• **DOCUMENT EXCERPT**

--- START ---

Ask Barry Soskin to name his favorite all-time Chicago Blackhawks player.

"Besides Keith Magnuson?" he'll answer rhetorically.

That choice tells much about a person.

Magnuson wore his heart and a lot of blood - his and others' - on his sleeve standing up for teammates as a brawling Blackhawks defenseman and team captain in the 1970s.

Despite his point total being a tenth of his 1,442 penalty minutes, respect for Magnuson led the organization to retire his No. 3 jersey five years after his 2003 death in a car crash.

Soskin's reasoning is this: "Who had less talent and made more of it?"

A former recreational-league defenseman who said he was not quite good enough to make the junior teams he tried out for growing up in Rogers Park, as an adult Soskin helps hockey players try to reach their potential.

For more than 30 years Soskin has served as a minor- and junior-league hockey team owner, president, CEO, general manager, volunteer and all-around supporter.

"And scapegoat," he added.

"I probably should sit down and count one day, but I've probably had more than 60, 70 years worth of teams," said Soskin, 66, who for 39 years has lived in the same Arlington Heights home with his wife, Fran.

--- END ---

• **WHAT YOU NEED TO DO**
Duplicate the profile of Barry Soskin word for word.

[Stored data]
--- START ---

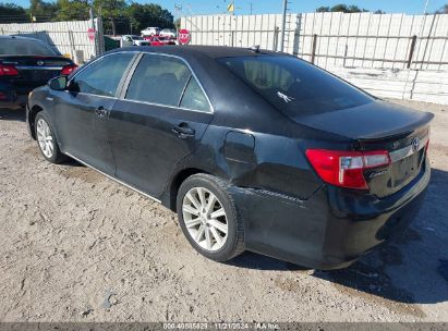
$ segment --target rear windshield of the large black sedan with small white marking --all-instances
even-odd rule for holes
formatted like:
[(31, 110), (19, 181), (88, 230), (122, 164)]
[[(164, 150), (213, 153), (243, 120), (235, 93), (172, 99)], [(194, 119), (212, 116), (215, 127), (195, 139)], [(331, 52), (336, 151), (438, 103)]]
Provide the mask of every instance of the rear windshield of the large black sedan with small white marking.
[(292, 118), (358, 107), (373, 100), (362, 90), (293, 57), (254, 56), (218, 61)]

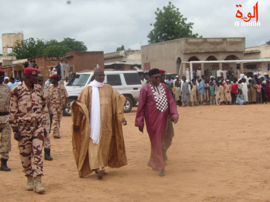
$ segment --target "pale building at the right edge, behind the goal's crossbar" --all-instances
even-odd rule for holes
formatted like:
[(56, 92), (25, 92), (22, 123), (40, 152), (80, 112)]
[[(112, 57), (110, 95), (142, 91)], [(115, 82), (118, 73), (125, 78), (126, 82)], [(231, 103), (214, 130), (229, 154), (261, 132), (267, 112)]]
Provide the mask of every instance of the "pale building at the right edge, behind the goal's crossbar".
[[(270, 45), (261, 45), (245, 48), (244, 59), (270, 59)], [(245, 63), (246, 72), (268, 72), (269, 62)]]

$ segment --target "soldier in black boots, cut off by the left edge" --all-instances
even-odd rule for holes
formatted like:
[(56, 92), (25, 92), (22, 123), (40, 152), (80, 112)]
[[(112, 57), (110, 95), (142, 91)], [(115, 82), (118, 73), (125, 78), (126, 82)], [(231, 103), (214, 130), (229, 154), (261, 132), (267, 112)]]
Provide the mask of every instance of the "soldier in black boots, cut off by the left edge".
[(8, 111), (10, 100), (10, 87), (3, 83), (5, 72), (0, 68), (0, 155), (1, 155), (1, 167), (2, 171), (10, 171), (7, 167), (7, 160), (9, 158), (8, 152), (11, 151), (11, 128), (8, 123)]

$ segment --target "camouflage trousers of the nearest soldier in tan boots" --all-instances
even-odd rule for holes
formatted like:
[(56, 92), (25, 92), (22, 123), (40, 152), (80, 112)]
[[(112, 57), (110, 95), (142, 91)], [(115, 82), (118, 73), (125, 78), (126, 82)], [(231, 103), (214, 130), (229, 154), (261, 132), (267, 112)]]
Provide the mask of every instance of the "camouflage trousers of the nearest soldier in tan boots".
[(18, 125), (22, 139), (18, 142), (20, 160), (25, 176), (43, 176), (43, 126)]

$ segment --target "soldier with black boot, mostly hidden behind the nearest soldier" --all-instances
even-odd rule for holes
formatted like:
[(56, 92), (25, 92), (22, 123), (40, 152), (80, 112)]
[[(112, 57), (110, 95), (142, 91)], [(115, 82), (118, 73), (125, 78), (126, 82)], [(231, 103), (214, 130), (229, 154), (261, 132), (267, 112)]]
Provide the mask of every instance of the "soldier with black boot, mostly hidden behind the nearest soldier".
[(47, 136), (44, 137), (44, 159), (45, 160), (52, 160), (51, 157), (51, 142), (50, 142), (50, 130), (51, 130), (51, 119), (52, 117), (52, 110), (51, 110), (51, 99), (50, 94), (47, 86), (43, 86), (44, 76), (41, 74), (38, 74), (38, 84), (43, 89), (43, 94), (46, 99), (46, 124), (44, 125), (44, 128), (47, 130)]

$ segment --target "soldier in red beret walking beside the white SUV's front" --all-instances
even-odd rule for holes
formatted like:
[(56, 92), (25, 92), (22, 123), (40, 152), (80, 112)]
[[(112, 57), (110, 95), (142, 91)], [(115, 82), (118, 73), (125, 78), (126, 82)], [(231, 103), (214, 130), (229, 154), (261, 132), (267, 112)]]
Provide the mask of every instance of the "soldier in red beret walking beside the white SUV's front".
[(65, 86), (58, 84), (58, 81), (58, 75), (52, 75), (51, 82), (53, 85), (49, 86), (49, 93), (51, 96), (51, 109), (53, 112), (52, 128), (54, 138), (61, 138), (59, 133), (60, 122), (63, 116), (63, 110), (67, 105), (67, 98), (69, 97)]

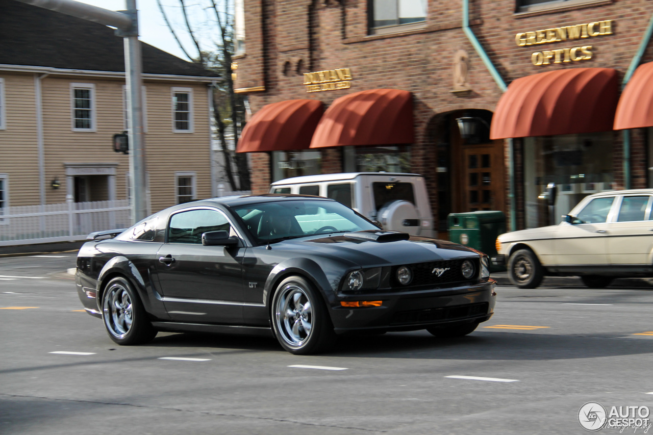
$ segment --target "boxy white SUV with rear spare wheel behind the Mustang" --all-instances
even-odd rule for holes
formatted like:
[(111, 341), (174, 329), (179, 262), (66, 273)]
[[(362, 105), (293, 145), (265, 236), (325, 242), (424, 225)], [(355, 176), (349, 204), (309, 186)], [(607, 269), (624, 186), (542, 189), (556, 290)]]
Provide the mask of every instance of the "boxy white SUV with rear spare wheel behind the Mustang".
[(434, 237), (424, 177), (392, 172), (307, 175), (272, 183), (270, 193), (315, 195), (342, 202), (384, 229)]

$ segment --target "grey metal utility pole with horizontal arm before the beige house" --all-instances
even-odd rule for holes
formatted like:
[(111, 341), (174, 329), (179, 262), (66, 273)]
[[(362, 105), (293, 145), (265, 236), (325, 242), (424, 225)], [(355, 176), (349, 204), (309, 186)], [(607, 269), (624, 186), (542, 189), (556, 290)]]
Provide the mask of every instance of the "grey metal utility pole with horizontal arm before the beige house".
[(125, 81), (129, 95), (129, 191), (132, 223), (148, 216), (145, 140), (143, 135), (142, 57), (138, 42), (136, 0), (127, 0), (127, 10), (113, 11), (74, 0), (17, 0), (99, 24), (117, 27), (125, 41)]

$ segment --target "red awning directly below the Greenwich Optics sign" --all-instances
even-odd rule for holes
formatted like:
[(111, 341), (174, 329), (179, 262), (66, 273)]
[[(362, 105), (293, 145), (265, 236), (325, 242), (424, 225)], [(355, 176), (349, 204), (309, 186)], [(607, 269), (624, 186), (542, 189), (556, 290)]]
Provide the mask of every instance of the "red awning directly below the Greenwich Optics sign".
[(612, 130), (617, 71), (572, 68), (518, 78), (492, 117), (491, 139)]

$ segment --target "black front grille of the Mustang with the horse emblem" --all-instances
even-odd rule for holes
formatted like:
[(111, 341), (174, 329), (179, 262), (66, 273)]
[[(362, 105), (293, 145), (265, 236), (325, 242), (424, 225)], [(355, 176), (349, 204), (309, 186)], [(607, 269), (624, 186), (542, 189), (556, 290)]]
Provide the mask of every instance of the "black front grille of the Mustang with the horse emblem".
[[(467, 279), (462, 276), (460, 267), (462, 262), (470, 260), (474, 265), (474, 274), (472, 278)], [(392, 287), (411, 287), (415, 285), (447, 285), (462, 281), (472, 281), (479, 276), (479, 260), (478, 259), (456, 259), (456, 260), (441, 260), (429, 261), (428, 263), (414, 263), (406, 265), (413, 271), (413, 280), (406, 286), (402, 285), (396, 278), (396, 270), (400, 266), (392, 268)], [(441, 276), (438, 276), (436, 269), (445, 270)]]

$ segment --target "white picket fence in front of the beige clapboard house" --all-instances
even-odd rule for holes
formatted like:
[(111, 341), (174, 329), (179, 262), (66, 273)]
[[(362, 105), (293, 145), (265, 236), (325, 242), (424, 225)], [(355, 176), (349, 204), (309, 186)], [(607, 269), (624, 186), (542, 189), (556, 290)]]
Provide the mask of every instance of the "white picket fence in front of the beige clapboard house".
[(0, 214), (0, 246), (74, 242), (130, 222), (127, 199), (8, 207)]

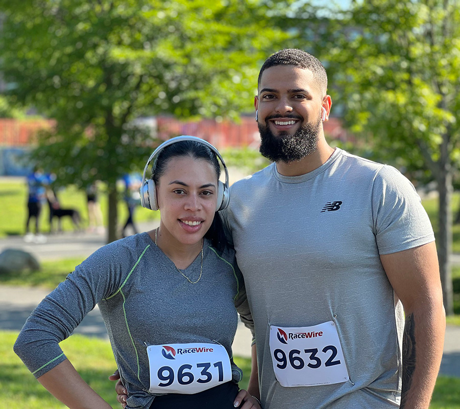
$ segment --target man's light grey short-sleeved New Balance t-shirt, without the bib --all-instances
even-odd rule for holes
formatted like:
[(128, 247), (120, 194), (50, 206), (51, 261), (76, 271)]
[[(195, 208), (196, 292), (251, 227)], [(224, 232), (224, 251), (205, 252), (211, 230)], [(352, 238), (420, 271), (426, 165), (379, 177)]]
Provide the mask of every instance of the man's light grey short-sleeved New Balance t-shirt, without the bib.
[[(224, 217), (255, 322), (264, 409), (399, 406), (404, 315), (379, 255), (434, 240), (410, 182), (393, 167), (336, 149), (310, 173), (287, 177), (272, 164), (231, 193)], [(269, 326), (329, 321), (350, 381), (282, 387)]]

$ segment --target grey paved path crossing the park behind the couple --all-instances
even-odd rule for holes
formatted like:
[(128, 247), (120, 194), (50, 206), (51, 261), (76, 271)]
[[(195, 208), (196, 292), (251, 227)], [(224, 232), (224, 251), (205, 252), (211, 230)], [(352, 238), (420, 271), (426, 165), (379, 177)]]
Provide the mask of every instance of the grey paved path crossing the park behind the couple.
[[(139, 223), (140, 230), (156, 228), (157, 222)], [(61, 234), (48, 236), (47, 243), (25, 243), (21, 237), (0, 239), (0, 253), (5, 248), (20, 248), (35, 255), (38, 260), (86, 257), (105, 244), (105, 237), (97, 234)], [(460, 255), (453, 255), (453, 263), (460, 263)], [(0, 285), (0, 329), (19, 331), (30, 312), (48, 293), (36, 288)], [(98, 308), (88, 314), (76, 333), (107, 338)], [(234, 341), (234, 353), (250, 356), (251, 335), (239, 323)], [(448, 326), (441, 363), (441, 374), (460, 377), (460, 327)]]

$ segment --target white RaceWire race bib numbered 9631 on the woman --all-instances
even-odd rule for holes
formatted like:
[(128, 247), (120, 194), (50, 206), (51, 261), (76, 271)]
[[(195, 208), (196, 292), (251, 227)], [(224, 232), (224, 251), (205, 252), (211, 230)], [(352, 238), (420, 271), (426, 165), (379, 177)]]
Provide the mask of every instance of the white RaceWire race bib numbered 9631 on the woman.
[(232, 367), (220, 344), (147, 347), (150, 393), (193, 394), (232, 380)]

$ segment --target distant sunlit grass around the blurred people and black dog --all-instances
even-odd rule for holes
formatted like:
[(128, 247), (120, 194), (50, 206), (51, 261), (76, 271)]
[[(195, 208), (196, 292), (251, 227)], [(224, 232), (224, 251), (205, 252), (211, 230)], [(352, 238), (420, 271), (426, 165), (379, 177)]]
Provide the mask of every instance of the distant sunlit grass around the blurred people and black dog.
[[(8, 179), (3, 179), (8, 180)], [(103, 191), (99, 194), (99, 202), (103, 214), (103, 222), (106, 224), (107, 219), (107, 194)], [(122, 199), (123, 189), (120, 189), (120, 199)], [(86, 194), (78, 190), (75, 186), (68, 186), (66, 189), (57, 192), (61, 207), (77, 209), (83, 219), (83, 226), (88, 225), (88, 212), (86, 207)], [(27, 185), (26, 181), (20, 181), (18, 178), (12, 178), (11, 181), (2, 181), (0, 183), (0, 238), (10, 235), (23, 235), (26, 230), (27, 220)], [(123, 200), (118, 204), (119, 224), (124, 223), (128, 217), (128, 212)], [(50, 224), (48, 222), (49, 209), (48, 205), (42, 207), (40, 215), (40, 231), (49, 232)], [(152, 212), (137, 207), (134, 214), (134, 221), (155, 220), (159, 217), (158, 212)], [(32, 219), (35, 222), (35, 219)], [(33, 225), (30, 226), (35, 231)], [(73, 225), (67, 217), (62, 219), (62, 229), (72, 231)]]

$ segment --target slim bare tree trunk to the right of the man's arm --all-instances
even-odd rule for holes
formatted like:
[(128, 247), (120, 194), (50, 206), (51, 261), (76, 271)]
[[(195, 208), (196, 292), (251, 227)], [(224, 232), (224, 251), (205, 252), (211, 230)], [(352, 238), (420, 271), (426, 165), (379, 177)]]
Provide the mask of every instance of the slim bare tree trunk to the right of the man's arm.
[(453, 289), (450, 255), (452, 253), (452, 174), (443, 172), (438, 179), (439, 191), (439, 236), (438, 258), (443, 286), (444, 308), (447, 315), (453, 314)]

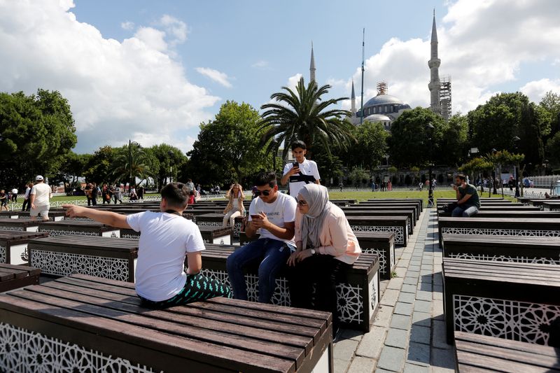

--- END ---

• **ANSWER TO THE EXERCISE**
Ask Barry Soskin to name his favorite all-time Chicago Blackhawks player.

"Besides Keith Magnuson?" he'll answer rhetorically.

That choice tells much about a person.

Magnuson wore his heart and a lot of blood - his and others' - on his sleeve standing up for teammates as a brawling Blackhawks defenseman and team captain in the 1970s.

Despite his point total being a tenth of his 1,442 penalty minutes, respect for Magnuson led the organization to retire his No. 3 jersey five years after his 2003 death in a car crash.

Soskin's reasoning is this: "Who had less talent and made more of it?"

A former recreational-league defenseman who said he was not quite good enough to make the junior teams he tried out for growing up in Rogers Park, as an adult Soskin helps hockey players try to reach their potential.

For more than 30 years Soskin has served as a minor- and junior-league hockey team owner, president, CEO, general manager, volunteer and all-around supporter.

"And scapegoat," he added.

"I probably should sit down and count one day, but I've probably had more than 60, 70 years worth of teams," said Soskin, 66, who for 39 years has lived in the same Arlington Heights home with his wife, Fran.